#### [Assigned task]
Search the entries for the word "background" and return every line where it is found.
== Segment start ==
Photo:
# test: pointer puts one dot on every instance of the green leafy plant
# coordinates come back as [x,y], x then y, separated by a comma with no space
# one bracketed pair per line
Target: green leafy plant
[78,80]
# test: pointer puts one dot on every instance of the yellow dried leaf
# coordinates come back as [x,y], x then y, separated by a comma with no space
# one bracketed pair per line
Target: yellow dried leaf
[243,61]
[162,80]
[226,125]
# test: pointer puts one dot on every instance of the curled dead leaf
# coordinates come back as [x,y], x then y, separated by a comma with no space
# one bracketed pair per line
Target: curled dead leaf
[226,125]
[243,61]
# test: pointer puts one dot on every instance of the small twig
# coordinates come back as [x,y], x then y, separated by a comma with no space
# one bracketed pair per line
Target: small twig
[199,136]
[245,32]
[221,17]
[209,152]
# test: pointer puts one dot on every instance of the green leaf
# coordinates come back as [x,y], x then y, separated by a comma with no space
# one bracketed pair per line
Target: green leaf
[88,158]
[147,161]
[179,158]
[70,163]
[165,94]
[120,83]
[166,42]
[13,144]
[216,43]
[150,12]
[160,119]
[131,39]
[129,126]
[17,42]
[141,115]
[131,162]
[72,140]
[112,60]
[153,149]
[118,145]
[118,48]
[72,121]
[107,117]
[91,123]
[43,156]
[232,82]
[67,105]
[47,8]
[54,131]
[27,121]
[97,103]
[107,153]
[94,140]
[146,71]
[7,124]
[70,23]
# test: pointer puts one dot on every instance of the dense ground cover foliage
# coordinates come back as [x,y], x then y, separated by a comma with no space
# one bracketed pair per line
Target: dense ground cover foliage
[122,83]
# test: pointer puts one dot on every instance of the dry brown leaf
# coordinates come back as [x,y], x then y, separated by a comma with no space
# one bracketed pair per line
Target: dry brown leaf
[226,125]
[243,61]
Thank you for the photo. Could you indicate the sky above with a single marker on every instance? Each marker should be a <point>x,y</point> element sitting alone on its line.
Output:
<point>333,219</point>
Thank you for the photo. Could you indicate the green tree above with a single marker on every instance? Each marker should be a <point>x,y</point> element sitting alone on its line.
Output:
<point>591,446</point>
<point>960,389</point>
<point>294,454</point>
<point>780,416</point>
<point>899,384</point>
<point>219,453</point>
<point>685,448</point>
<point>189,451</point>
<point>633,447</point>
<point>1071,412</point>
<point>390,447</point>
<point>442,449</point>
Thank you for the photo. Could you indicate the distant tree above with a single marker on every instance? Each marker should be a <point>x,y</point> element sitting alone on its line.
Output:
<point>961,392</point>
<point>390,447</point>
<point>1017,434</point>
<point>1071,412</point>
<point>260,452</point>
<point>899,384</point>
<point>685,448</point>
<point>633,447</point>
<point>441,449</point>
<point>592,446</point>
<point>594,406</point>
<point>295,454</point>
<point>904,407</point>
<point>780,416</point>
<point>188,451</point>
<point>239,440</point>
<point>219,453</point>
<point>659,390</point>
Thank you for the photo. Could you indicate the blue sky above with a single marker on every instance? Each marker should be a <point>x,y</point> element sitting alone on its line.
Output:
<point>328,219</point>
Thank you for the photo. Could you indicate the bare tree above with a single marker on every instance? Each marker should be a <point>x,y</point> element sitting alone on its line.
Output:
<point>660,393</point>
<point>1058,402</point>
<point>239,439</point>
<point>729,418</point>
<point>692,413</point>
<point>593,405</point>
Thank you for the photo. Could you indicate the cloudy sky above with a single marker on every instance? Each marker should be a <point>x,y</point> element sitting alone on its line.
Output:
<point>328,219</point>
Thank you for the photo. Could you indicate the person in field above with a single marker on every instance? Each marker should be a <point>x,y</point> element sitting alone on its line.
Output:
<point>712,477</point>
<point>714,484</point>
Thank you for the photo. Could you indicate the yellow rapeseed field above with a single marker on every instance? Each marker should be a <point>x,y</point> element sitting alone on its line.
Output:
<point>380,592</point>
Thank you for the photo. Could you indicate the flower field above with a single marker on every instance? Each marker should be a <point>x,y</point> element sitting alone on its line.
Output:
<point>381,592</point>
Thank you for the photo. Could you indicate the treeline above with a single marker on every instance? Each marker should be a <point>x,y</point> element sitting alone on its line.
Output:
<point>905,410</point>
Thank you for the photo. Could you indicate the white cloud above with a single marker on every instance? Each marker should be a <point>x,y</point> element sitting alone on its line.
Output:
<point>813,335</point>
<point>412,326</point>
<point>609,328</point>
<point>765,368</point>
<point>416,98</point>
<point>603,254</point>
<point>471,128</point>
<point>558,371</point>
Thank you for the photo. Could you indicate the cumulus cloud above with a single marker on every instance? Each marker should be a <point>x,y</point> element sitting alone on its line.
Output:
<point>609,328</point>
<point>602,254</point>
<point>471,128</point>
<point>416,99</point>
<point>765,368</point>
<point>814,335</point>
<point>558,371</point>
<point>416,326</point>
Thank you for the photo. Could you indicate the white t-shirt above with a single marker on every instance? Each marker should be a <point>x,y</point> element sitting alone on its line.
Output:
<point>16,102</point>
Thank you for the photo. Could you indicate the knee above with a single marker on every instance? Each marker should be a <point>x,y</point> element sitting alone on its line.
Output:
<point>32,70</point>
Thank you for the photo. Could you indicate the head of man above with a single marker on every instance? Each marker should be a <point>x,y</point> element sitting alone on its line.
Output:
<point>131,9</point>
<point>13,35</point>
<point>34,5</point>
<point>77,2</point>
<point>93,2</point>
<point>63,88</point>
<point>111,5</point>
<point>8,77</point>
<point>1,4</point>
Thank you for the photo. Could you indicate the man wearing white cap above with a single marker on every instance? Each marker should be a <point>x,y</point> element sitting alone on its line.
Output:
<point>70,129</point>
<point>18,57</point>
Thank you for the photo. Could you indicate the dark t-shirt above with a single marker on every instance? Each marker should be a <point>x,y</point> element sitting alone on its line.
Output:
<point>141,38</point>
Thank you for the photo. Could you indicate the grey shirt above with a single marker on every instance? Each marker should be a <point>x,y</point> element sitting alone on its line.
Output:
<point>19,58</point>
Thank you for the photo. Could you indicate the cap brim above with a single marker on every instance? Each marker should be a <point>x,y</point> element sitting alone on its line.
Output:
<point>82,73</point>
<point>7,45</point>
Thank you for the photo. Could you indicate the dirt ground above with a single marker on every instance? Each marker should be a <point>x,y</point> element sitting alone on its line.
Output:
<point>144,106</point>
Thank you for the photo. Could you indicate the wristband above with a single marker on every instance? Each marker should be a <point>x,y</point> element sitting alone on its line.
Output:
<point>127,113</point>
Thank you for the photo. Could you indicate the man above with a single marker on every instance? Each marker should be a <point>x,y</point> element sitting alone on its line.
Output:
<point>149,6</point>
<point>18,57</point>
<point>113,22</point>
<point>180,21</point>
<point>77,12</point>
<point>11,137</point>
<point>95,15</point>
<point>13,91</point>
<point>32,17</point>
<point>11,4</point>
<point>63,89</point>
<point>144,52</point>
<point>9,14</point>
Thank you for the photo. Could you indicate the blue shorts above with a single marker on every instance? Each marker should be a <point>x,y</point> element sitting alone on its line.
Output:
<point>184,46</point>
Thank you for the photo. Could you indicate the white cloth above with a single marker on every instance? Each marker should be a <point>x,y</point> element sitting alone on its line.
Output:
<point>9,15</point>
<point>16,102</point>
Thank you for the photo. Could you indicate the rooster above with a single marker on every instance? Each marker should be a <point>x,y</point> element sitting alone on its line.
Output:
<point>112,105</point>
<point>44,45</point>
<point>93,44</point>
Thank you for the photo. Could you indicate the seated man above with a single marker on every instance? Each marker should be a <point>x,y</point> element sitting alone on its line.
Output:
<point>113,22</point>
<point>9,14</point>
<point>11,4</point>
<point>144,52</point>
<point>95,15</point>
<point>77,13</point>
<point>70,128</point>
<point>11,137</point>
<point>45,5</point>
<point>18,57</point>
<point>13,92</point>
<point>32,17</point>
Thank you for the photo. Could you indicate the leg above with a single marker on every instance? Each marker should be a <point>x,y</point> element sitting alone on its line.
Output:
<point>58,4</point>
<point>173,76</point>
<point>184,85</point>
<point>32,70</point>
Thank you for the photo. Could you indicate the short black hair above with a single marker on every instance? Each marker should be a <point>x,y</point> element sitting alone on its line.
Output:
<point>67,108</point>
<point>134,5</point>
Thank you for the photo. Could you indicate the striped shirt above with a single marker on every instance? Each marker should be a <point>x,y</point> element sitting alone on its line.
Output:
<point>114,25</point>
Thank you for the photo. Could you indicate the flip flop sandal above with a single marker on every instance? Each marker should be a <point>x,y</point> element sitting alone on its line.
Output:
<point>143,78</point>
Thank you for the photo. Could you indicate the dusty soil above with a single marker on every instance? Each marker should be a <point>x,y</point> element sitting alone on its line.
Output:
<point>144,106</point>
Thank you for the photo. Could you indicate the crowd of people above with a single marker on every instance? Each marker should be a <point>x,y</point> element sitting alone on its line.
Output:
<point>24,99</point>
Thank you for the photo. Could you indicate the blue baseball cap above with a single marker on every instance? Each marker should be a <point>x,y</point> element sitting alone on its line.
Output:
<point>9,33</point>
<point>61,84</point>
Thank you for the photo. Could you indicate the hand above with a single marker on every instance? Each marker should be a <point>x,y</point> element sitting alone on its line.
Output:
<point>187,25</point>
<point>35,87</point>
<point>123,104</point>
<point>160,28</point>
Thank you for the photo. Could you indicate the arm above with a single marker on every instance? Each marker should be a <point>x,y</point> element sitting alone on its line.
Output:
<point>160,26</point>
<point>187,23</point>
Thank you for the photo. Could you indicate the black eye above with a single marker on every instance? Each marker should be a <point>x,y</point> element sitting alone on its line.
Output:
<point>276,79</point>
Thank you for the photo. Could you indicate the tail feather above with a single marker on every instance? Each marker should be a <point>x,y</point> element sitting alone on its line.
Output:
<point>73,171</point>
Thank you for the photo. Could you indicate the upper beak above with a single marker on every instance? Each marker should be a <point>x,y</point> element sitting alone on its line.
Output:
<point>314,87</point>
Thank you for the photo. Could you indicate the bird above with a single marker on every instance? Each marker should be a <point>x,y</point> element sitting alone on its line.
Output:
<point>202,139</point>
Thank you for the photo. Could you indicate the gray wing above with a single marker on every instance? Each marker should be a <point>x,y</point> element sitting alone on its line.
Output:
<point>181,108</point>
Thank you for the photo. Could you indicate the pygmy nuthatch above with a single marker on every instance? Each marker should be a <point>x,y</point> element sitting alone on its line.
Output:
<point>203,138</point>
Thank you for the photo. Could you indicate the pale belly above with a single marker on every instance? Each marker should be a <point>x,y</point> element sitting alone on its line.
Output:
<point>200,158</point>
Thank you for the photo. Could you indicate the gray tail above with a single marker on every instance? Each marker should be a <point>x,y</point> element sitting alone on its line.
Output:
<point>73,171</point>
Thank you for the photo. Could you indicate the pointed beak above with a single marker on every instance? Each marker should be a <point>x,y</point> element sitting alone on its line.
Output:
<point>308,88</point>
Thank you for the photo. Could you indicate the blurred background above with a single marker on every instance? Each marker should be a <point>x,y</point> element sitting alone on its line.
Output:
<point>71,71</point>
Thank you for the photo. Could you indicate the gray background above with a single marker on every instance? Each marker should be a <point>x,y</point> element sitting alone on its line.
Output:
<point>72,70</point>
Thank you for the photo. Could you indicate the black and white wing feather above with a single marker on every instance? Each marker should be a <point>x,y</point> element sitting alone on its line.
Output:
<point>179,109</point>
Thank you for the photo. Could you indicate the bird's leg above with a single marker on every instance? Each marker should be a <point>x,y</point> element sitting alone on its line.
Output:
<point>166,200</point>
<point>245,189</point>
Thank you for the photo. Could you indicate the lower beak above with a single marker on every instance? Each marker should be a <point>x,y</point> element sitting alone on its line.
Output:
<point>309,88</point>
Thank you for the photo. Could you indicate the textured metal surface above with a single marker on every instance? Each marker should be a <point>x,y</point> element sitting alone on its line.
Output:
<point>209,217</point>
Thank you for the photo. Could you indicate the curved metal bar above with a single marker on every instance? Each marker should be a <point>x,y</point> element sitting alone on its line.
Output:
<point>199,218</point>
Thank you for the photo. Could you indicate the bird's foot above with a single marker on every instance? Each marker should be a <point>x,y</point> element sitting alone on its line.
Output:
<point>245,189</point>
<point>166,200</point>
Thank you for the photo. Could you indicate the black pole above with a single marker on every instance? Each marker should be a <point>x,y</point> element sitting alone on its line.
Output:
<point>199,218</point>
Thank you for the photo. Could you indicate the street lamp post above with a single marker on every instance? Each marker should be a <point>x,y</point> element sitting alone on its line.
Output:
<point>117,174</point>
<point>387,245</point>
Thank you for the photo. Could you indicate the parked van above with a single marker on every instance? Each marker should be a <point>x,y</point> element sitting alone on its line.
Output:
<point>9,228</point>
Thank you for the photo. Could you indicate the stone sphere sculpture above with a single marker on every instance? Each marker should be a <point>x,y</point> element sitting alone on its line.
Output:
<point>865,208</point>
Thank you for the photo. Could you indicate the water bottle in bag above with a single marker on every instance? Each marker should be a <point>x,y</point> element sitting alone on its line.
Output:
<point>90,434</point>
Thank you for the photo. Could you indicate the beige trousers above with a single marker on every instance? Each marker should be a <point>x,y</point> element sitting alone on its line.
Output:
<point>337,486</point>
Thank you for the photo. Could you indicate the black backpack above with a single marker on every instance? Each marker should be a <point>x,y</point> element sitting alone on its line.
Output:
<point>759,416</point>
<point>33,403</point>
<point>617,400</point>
== Segment end ==
#### [Exercise solution]
Thank you for the photo. Could you indicate the blurred background above with a single marker on every instance? Each marker should be a <point>x,y</point> element sitting alone on its line.
Thank you for the photo. Could you indicate the gray background above with a single marker on every instance? Each marker should be a <point>x,y</point> element sitting alone on its line.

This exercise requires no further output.